____ DATA SUPPLIED

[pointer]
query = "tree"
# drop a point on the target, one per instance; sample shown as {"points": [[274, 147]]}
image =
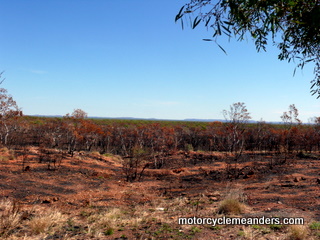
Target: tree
{"points": [[79, 114], [291, 116], [8, 109], [297, 22], [236, 117]]}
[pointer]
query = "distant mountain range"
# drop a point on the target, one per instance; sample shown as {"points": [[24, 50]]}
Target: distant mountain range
{"points": [[156, 119]]}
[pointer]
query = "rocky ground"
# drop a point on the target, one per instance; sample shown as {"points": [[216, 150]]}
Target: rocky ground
{"points": [[86, 196]]}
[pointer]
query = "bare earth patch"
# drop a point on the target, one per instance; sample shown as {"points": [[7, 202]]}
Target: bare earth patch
{"points": [[86, 196]]}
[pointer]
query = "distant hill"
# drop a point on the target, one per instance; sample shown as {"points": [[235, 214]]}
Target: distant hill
{"points": [[155, 119]]}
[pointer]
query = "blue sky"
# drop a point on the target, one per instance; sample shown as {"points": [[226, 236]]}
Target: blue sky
{"points": [[130, 59]]}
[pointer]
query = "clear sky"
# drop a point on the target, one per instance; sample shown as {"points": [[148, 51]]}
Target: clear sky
{"points": [[130, 59]]}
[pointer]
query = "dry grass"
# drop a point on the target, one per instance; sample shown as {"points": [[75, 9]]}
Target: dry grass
{"points": [[298, 232], [104, 223], [233, 202], [9, 217], [46, 222]]}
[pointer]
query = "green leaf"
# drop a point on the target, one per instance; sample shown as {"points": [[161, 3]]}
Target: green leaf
{"points": [[222, 49], [178, 16], [196, 22]]}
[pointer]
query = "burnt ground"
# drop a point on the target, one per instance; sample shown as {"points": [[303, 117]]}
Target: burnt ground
{"points": [[187, 185]]}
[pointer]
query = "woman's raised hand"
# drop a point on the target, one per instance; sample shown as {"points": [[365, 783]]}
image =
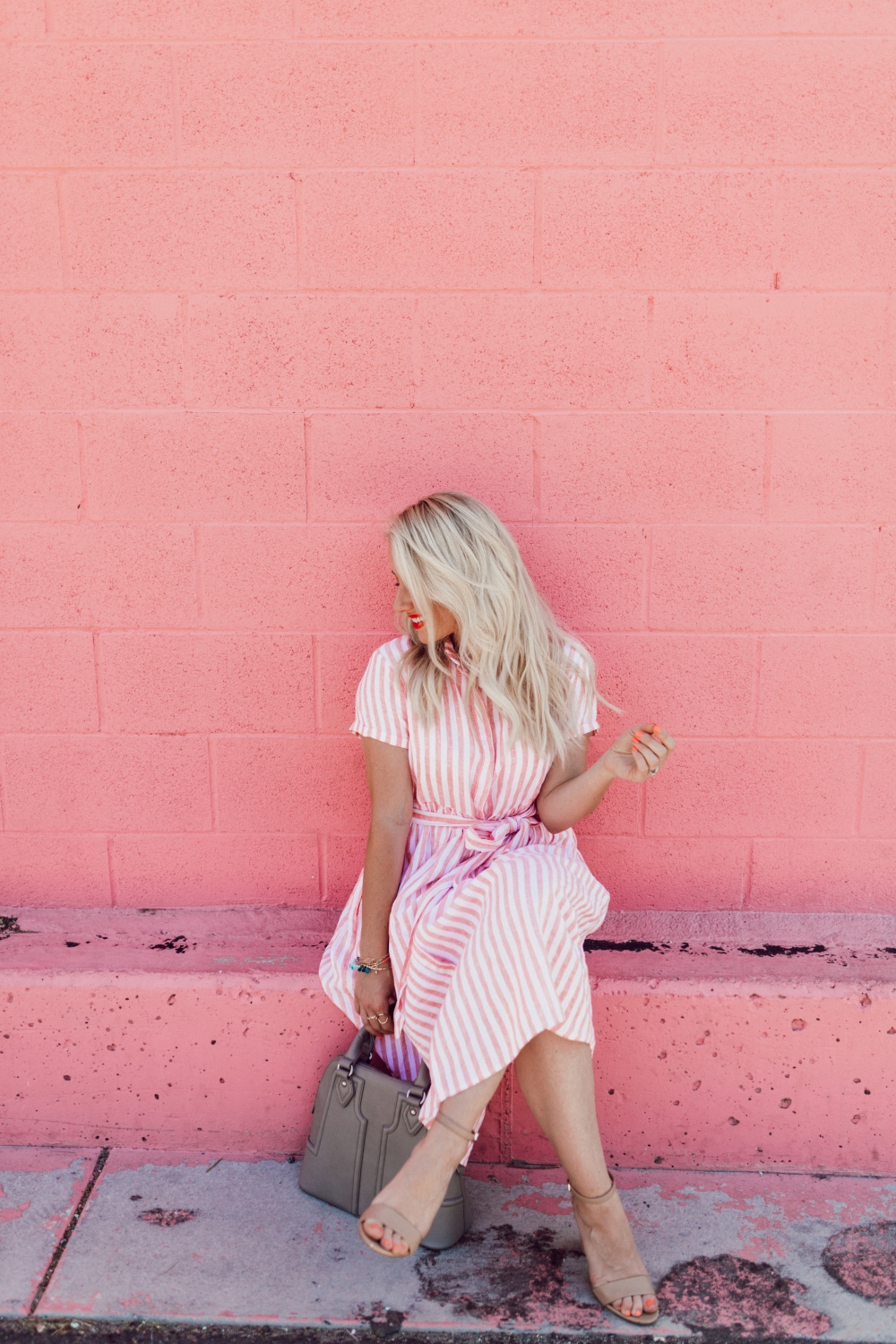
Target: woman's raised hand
{"points": [[638, 753], [374, 997]]}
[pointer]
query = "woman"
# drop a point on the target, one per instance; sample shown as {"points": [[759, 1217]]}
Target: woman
{"points": [[462, 940]]}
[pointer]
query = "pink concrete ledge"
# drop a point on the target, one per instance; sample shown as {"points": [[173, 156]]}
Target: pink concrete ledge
{"points": [[724, 1040]]}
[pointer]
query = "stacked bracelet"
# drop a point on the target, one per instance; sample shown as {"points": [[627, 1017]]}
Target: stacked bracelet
{"points": [[370, 967]]}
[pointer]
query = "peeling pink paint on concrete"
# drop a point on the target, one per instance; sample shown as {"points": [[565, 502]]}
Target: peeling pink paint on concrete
{"points": [[728, 1292], [552, 1204], [863, 1260], [8, 1215]]}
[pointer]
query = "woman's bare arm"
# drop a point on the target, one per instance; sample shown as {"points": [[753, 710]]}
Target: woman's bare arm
{"points": [[389, 781], [570, 790]]}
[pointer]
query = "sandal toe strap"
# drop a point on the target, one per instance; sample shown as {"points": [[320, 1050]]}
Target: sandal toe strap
{"points": [[392, 1218], [607, 1293]]}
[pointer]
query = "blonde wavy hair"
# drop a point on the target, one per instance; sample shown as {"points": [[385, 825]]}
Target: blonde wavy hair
{"points": [[452, 550]]}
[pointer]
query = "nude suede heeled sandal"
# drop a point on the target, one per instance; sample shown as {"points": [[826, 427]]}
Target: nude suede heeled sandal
{"points": [[387, 1217], [616, 1288]]}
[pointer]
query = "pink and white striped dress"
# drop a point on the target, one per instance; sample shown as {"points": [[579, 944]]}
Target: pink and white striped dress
{"points": [[487, 927]]}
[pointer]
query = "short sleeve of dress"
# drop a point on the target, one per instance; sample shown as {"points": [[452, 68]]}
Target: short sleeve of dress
{"points": [[586, 696], [381, 704]]}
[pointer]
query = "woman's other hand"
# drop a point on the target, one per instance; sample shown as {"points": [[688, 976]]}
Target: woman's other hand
{"points": [[638, 753], [374, 997]]}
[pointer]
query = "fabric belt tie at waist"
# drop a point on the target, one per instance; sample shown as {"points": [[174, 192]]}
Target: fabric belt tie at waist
{"points": [[479, 832]]}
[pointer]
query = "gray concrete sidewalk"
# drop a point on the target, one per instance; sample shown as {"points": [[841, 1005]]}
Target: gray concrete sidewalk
{"points": [[188, 1238]]}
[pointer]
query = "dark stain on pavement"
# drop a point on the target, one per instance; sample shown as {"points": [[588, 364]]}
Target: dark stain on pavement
{"points": [[177, 943], [167, 1217], [863, 1260], [629, 945], [383, 1324], [774, 949], [726, 1292], [517, 1276]]}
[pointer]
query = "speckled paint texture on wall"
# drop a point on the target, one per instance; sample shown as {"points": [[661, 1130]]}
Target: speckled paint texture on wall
{"points": [[274, 269]]}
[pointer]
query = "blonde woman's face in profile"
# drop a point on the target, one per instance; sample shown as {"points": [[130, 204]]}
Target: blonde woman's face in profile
{"points": [[443, 618]]}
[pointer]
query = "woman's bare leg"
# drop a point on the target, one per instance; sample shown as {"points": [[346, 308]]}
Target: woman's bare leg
{"points": [[557, 1083], [418, 1190]]}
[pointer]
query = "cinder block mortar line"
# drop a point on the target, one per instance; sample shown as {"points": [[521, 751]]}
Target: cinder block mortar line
{"points": [[536, 470], [298, 195], [319, 694], [745, 886], [646, 583], [536, 288], [306, 449], [874, 564], [656, 632], [766, 468], [201, 574], [175, 105], [64, 237], [185, 357], [710, 166], [754, 693], [888, 363], [538, 226], [454, 39], [435, 410], [416, 112], [3, 787], [417, 352], [876, 168], [82, 473], [101, 698], [113, 875], [659, 115], [323, 870], [212, 784]]}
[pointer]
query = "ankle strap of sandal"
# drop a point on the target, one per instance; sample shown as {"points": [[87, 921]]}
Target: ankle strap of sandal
{"points": [[455, 1128], [595, 1199]]}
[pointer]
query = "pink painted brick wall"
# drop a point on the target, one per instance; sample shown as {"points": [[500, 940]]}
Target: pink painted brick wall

________

◆ PROBLEM TO WORK ON
Output the entries exactly as they appear, with no pictures included.

◆ RESPONSE TO THE TASK
[pointer]
query = "tree"
# drop a point on the target, one per instance; sample shown as {"points": [[274, 147]]}
image =
Target: tree
{"points": [[79, 114], [291, 116], [8, 109], [297, 22], [236, 117]]}
[pointer]
query = "distant mountain range"
# drop a point on the target, one per instance; sample shown as {"points": [[24, 50]]}
Target: distant mountain range
{"points": [[156, 119]]}
[pointer]
query = "rocky ground"
# drop a point on the target, one per instance; sample shown as {"points": [[216, 150]]}
Target: rocky ground
{"points": [[86, 196]]}
[pointer]
query = "bare earth patch"
# drop a point on the target, one per instance; sample shown as {"points": [[7, 202]]}
Target: bare earth patch
{"points": [[86, 196]]}
[pointer]
query = "distant hill"
# drop a point on the target, one per instance; sample shown as {"points": [[235, 214]]}
Target: distant hill
{"points": [[155, 119]]}
[pointer]
query = "blue sky"
# drop a point on the target, one per instance; sample shown as {"points": [[226, 236]]}
Target: blue sky
{"points": [[130, 59]]}
[pointer]
query = "clear sky"
# drop a point on the target, one per instance; sample shown as {"points": [[148, 51]]}
Target: clear sky
{"points": [[130, 59]]}
[pointer]
query = "dry grass"
# drop a point on the target, one per instance; sample shown as {"points": [[75, 9]]}
Target: dry grass
{"points": [[298, 232], [104, 223], [233, 202], [9, 217], [46, 222]]}
[pointer]
query = "green leaf"
# drop a point on the target, one per instance; sample shown as {"points": [[161, 3]]}
Target: green leaf
{"points": [[222, 49], [178, 16], [196, 22]]}
[pointer]
query = "burnt ground"
# drop a point on the target, one per instance; sample shown as {"points": [[303, 117]]}
Target: burnt ground
{"points": [[187, 185]]}
[pointer]
query = "woman's raised hand"
# drop a point on the target, one per instance; sample shown as {"points": [[365, 783]]}
image =
Target: woman's raised hand
{"points": [[638, 753], [374, 997]]}
[pointer]
query = "woman"
# drop a point on the target, one per instance; sample shown as {"points": [[759, 1217]]}
Target: woman
{"points": [[462, 940]]}
[pointer]
query = "pink concrete ledge"
# drop a point on the target, one per instance; sample shown as {"points": [[173, 156]]}
Target: pink concrete ledge
{"points": [[724, 1040]]}
[pointer]
query = "stacked bracelet"
# drop a point on the target, one per instance; sample shown as {"points": [[627, 1017]]}
Target: stacked bracelet
{"points": [[370, 967]]}
[pointer]
query = "peeling pink paint on concrete"
# drop a point on the target, one per instance; sample shown as {"points": [[565, 502]]}
Target: peeling pink paint on concrete
{"points": [[728, 1292], [552, 1204], [863, 1260], [8, 1215]]}
[pointer]
query = "woman's bare arm"
# drop a point on the target, one per instance; sample shown as {"points": [[753, 710]]}
Target: woman's bare arm
{"points": [[389, 781], [570, 790]]}
[pointer]
query = "sandal toe strap"
# drop a point on the target, one per instance; sample shown as {"points": [[320, 1050]]}
Target: sandal toe strap
{"points": [[392, 1218], [607, 1293]]}
[pointer]
query = "blonde wavy hair"
# drop a point on the target, one per instance; sample shown as {"points": [[385, 825]]}
Target: blonde wavy hair
{"points": [[452, 550]]}
[pointer]
query = "nude suede heeled sandal"
# drop a point on the target, one per instance; sample shown as {"points": [[826, 427]]}
Target: nude suede heeled sandal
{"points": [[387, 1217], [616, 1288]]}
[pointer]
query = "pink and white striped dress"
# drop a point on the target, one per instance; sample shown as {"points": [[579, 944]]}
Target: pink and white striped dress
{"points": [[487, 927]]}
[pointer]
query = "short sleeve of dress"
# drop a point on the target, one per instance; sample shown as {"points": [[452, 68]]}
Target: short sleeve of dress
{"points": [[586, 696], [381, 704]]}
[pointer]
query = "woman's other hand"
# drop a point on the target, one per instance; sample shown as {"points": [[688, 976]]}
Target: woman's other hand
{"points": [[638, 753], [374, 997]]}
[pointer]
query = "fabric belt tie at waist"
# drop a point on the target, one per instance; sample shown as {"points": [[174, 192]]}
Target: fabric belt tie at waist
{"points": [[479, 832]]}
[pointer]
query = "gray concrete sidewalk"
# drop a point on the target, one per instance; sample shown as {"points": [[841, 1005]]}
Target: gray concrete sidewalk
{"points": [[188, 1238]]}
[pointer]
query = "dark stain on pavement"
# drop a point on the target, one per instance; sample shown as {"points": [[588, 364]]}
Target: dark stain on pavement
{"points": [[177, 943], [167, 1217], [863, 1260], [629, 945], [383, 1324], [774, 949], [726, 1292], [517, 1276]]}
[pointer]
query = "speckled paint texture on wall"
# drop a point on the target, one per instance; sample shown as {"points": [[661, 1130]]}
Target: speckled paint texture on wall
{"points": [[274, 269]]}
[pointer]
query = "blonde woman's face in profile"
# drop a point on the target, one per instance; sample shown as {"points": [[130, 204]]}
Target: blonde woman's face in profile
{"points": [[443, 618]]}
[pointer]
query = "woman's bare leg"
# drop a point on the target, one per instance; sample shown as {"points": [[346, 308]]}
Target: woman's bare leg
{"points": [[557, 1083], [418, 1190]]}
[pointer]
query = "cinder block mortar line"
# drop a point on the target, one per instance; sample shown as {"points": [[521, 751]]}
Target: cinder block mortar line
{"points": [[536, 470], [298, 195], [319, 694], [745, 886], [646, 583], [536, 288], [306, 449], [874, 564], [656, 632], [766, 468], [201, 574], [175, 105], [64, 237], [185, 357], [710, 166], [754, 693], [888, 363], [538, 226], [454, 39], [435, 410], [416, 112], [3, 787], [417, 352], [876, 168], [82, 473], [101, 698], [113, 875], [659, 115], [323, 870], [212, 784]]}
[pointer]
query = "ankle strap of sandal"
# drop a point on the target, one per instance; sample shown as {"points": [[87, 921]]}
Target: ankle strap of sandal
{"points": [[455, 1128], [595, 1199]]}
[pointer]
query = "pink painted brick wall"
# drop a point on the target, one per instance; sample shown as {"points": [[500, 940]]}
Target: pink painted brick wall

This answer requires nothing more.